● KUTIPAN PILIHAN
<<<<
Sabtu, 26 Maret 2016

"BALADA PEREMPUAN LAJANG DI ATAS USIA 30"

Mungkin banyak yang menganggap topik ini membosankan setengah-mati. Mungkin juga karena mulai semakin banyak perempuan yang lebih percaya diri, tidak lagi bertingkah bak kambing kebakaran jenggot hanya karena masih lajang di atas usia 30. Mungkin juga ada yang memilih tetap begitu. Apa pun alasan mereka, tak perlulah nyinyir dan sok ikut campur. Mau menasihati boleh, tapi tidak perlu sampai memaksa – apalagi sampai mencela dan menghina segala. Maaf, memangnya Anda siapa?
            Ada beda tipis antara peduli dengan usil. Peduli adalah saat mereka rajin mendoakan yang terbaik bagi si lajang, tanpa ucapan yang membuat si lajang merasa kurang, tidak berharga, buruk rupa, dan hina. Ya, terlepas dari niat yang punya mulut, yang katanya “baik” itu. Padahal mendoakan yang baik-baik saja sebenarnya sudah lebih dari cukup.
>>>>
● CUPLIKAN DATA
<<<<
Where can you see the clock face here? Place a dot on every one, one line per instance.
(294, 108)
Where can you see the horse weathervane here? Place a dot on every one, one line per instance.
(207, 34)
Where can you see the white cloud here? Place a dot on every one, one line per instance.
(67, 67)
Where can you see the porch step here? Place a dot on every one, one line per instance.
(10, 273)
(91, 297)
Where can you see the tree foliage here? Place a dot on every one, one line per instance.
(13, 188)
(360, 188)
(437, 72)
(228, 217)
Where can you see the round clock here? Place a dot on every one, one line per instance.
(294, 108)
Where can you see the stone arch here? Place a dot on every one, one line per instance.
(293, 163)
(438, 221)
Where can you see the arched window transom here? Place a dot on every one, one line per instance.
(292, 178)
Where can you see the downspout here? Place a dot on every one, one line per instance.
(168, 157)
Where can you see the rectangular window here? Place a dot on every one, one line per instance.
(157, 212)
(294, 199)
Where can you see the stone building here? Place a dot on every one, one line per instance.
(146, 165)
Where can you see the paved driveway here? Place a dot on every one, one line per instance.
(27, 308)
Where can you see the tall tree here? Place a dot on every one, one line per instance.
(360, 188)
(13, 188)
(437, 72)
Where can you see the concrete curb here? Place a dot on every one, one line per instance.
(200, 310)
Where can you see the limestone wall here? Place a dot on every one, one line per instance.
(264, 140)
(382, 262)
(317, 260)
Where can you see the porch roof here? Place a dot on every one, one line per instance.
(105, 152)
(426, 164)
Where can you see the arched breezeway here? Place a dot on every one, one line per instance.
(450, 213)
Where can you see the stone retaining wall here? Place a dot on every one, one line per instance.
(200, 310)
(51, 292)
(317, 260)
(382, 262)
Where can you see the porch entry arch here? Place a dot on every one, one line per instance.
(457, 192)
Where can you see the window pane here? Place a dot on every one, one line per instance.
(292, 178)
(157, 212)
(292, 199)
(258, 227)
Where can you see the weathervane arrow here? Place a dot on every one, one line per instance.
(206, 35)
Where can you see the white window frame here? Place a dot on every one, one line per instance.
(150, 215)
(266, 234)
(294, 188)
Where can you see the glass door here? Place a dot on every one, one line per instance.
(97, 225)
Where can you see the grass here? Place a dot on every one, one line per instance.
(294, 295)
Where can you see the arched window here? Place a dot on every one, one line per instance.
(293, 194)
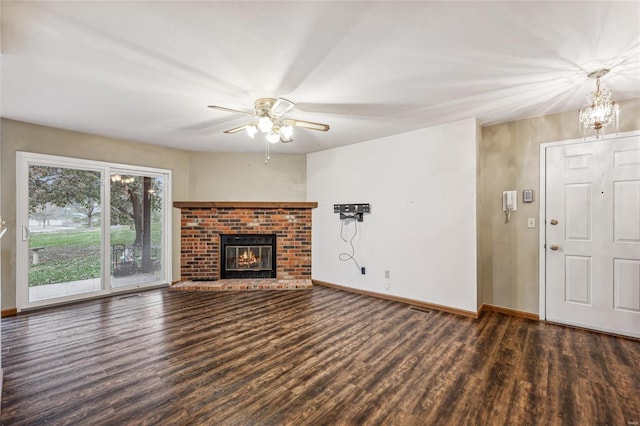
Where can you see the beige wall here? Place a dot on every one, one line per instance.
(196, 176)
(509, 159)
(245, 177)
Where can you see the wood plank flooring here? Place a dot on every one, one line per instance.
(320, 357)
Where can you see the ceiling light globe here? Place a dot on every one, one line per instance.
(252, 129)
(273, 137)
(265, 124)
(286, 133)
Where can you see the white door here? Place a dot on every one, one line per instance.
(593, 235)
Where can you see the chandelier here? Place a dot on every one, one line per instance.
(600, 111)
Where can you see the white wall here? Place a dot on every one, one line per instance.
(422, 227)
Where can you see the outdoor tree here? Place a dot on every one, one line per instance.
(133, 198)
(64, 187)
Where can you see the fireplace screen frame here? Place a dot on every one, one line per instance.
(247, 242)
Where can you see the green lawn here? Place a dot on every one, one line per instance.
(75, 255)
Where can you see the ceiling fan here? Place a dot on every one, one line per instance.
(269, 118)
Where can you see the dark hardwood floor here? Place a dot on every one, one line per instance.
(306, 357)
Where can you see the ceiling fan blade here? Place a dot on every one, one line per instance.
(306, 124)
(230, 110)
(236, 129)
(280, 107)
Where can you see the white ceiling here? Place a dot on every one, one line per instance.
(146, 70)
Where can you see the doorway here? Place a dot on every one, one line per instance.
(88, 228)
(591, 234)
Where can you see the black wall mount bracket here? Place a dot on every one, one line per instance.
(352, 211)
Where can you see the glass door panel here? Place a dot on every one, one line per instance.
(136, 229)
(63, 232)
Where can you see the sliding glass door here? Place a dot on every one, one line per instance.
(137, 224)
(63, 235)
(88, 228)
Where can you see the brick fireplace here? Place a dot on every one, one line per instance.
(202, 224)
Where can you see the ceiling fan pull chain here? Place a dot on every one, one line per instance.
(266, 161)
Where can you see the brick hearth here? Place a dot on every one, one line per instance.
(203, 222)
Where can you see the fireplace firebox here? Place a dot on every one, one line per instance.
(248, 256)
>>>>
<<<<
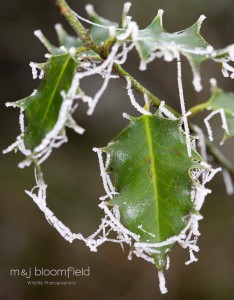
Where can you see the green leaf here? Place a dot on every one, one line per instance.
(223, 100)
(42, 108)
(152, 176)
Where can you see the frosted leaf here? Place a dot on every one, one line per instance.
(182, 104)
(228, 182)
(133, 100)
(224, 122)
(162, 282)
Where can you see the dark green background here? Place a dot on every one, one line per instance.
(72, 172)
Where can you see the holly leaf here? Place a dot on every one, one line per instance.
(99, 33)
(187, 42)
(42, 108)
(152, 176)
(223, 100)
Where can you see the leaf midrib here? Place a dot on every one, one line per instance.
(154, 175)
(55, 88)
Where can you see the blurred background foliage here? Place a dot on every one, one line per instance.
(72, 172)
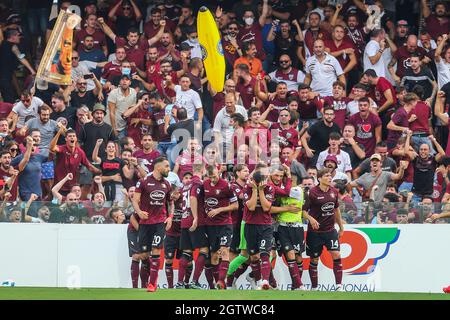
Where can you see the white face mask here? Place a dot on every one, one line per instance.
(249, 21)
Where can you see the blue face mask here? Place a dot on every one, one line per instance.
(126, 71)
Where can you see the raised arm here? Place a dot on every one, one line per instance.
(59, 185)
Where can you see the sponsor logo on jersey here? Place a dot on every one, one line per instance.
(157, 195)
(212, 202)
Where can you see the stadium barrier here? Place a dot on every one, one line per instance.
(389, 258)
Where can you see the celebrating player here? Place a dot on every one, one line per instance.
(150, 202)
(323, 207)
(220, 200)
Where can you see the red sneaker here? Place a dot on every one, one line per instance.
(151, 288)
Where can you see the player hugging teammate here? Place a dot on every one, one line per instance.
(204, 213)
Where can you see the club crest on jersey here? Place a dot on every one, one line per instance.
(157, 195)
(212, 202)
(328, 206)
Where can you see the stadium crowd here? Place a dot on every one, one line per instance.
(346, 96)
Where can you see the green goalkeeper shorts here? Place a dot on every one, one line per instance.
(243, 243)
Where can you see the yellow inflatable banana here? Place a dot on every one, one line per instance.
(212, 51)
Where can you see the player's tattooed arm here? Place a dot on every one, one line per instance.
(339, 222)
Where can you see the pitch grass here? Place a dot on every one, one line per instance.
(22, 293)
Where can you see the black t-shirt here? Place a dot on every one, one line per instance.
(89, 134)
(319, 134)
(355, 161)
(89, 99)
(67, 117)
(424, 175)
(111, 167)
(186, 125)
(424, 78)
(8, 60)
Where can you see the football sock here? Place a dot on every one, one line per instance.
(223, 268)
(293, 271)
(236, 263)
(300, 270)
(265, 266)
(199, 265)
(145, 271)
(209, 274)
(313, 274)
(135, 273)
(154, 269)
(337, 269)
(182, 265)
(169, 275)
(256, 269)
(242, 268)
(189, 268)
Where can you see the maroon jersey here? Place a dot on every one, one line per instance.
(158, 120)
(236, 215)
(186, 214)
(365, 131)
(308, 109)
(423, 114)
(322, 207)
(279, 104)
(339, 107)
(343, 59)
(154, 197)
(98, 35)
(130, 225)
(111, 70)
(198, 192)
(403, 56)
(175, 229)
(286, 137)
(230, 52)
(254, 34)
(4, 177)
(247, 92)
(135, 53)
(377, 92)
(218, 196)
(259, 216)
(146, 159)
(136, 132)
>>>>
<<<<
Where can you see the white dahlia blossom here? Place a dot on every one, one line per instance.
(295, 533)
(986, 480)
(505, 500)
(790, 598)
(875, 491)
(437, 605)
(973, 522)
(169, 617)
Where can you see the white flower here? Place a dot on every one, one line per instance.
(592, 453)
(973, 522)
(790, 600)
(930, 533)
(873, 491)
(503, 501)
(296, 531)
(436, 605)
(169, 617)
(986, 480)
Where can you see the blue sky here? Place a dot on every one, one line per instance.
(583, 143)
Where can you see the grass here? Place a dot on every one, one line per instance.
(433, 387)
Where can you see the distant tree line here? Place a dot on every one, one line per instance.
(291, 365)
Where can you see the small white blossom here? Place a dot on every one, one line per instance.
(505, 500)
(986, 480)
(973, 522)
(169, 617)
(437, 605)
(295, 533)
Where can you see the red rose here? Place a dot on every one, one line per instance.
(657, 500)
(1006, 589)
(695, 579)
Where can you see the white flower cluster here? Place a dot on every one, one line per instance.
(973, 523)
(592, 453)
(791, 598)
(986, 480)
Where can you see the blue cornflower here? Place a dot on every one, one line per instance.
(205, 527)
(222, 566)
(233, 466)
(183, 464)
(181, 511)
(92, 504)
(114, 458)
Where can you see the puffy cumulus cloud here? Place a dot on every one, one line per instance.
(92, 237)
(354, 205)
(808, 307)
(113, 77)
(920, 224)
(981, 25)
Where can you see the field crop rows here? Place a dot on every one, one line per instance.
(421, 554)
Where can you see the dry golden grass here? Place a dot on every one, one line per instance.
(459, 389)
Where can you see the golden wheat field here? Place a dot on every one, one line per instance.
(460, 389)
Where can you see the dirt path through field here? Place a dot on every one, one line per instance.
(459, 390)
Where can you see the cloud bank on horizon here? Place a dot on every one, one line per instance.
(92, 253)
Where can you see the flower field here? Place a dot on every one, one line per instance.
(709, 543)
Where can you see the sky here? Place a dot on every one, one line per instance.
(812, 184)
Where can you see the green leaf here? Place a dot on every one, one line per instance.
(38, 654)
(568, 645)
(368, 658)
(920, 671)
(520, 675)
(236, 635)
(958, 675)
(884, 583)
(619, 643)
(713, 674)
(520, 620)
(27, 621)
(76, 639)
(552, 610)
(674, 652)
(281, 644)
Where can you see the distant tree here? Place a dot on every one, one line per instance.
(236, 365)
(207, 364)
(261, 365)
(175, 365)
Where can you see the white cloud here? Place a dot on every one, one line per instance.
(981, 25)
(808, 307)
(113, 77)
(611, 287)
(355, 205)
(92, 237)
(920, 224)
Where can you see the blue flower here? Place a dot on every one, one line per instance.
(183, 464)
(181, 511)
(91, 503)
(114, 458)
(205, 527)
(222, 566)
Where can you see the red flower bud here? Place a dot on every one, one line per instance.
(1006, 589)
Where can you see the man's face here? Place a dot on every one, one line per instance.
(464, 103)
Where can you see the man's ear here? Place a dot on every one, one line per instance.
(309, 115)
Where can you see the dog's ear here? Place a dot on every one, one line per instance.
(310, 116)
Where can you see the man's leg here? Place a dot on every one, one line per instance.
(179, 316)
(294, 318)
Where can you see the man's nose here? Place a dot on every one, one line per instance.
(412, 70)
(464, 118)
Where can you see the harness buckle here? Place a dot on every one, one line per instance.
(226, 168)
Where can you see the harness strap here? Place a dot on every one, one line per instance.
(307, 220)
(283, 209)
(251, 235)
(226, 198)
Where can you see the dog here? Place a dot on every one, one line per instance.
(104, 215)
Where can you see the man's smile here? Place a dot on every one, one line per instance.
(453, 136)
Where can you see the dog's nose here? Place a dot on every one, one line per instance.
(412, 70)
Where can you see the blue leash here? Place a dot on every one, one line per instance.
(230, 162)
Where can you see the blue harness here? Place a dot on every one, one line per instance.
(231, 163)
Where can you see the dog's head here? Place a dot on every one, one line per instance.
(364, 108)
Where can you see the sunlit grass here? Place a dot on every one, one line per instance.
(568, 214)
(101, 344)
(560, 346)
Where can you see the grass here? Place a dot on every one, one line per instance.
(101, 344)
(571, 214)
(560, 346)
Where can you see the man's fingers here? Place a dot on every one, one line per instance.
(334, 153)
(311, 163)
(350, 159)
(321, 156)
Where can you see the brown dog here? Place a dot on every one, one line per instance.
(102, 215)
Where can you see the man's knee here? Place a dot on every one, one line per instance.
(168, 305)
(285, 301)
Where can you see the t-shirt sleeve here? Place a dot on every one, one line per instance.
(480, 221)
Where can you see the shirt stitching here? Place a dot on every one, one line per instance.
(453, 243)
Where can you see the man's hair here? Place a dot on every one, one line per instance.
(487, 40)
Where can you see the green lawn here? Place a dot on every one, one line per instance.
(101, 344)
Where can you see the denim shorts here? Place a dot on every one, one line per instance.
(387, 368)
>>>>
● KETENTUAN TUGAS
1. Bisakah Anda menuliskan ulang bagian tulisan tentang perempuan lajang di atas usia 30 antara "Sabtu, 26 Maret" dan "memangnya Anda siapa?", termasuk kedua batas itu, tanpa mengubah satu kata pun?
2. Baris catatan mana saja yang memuat string "weathervane"? Pilih dan salin setiap baris itu, dengan membedakan huruf besar dan kecil.

● JAWABAN LATIHAN
1.
Sabtu, 26 Maret 2016

"BALADA PEREMPUAN LAJANG DI ATAS USIA 30"

Mungkin banyak yang menganggap topik ini membosankan setengah-mati. Mungkin juga karena mulai semakin banyak perempuan yang lebih percaya diri, tidak lagi bertingkah bak kambing kebakaran jenggot hanya karena masih lajang di atas usia 30. Mungkin juga ada yang memilih tetap begitu. Apa pun alasan mereka, tak perlulah nyinyir dan sok ikut campur. Mau menasihati boleh, tapi tidak perlu sampai memaksa – apalagi sampai mencela dan menghina segala. Maaf, memangnya Anda siapa?

2.
Where can you see the horse weathervane here? Place a dot on every one, one line per instance.
Where can you see the weathervane arrow here? Place a dot on every one, one line per instance.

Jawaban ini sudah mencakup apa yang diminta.